◆ **YOUR GOAL**
Type out all the data below, word for word.

◆ **Extracted records**
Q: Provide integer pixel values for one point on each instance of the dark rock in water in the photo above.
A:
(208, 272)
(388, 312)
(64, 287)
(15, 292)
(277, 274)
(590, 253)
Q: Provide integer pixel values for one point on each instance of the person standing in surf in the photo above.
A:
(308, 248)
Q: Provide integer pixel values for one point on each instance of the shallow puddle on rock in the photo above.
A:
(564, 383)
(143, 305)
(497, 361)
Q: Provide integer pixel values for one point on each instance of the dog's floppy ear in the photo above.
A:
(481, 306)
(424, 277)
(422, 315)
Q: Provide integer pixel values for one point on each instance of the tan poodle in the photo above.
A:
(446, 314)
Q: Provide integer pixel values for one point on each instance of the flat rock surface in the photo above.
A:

◆ **EXERCISE ANSWER**
Q: Provide integer pixel values for one point on each instance of the dark rock in water in the photo above.
A:
(208, 272)
(388, 312)
(64, 287)
(15, 292)
(277, 274)
(590, 253)
Q: Provide integer pixel values for one point on each instance of the person standing in surf in the photo above.
A:
(308, 248)
Q: Provide integer pixel values for one point on each instance of the shallow puddle on rock in the photo above.
A:
(564, 383)
(143, 305)
(497, 361)
Q: Provide integer pixel values for one point on each instance of the dog's floppy ear in the photo above.
A:
(481, 306)
(424, 277)
(422, 315)
Q: Provide integer pixel values for one point on each instance of the tan poodle in the photo above.
A:
(446, 314)
Q: Provide integer pixel values for one point on each instance of the flat rock surface in the photo above.
A:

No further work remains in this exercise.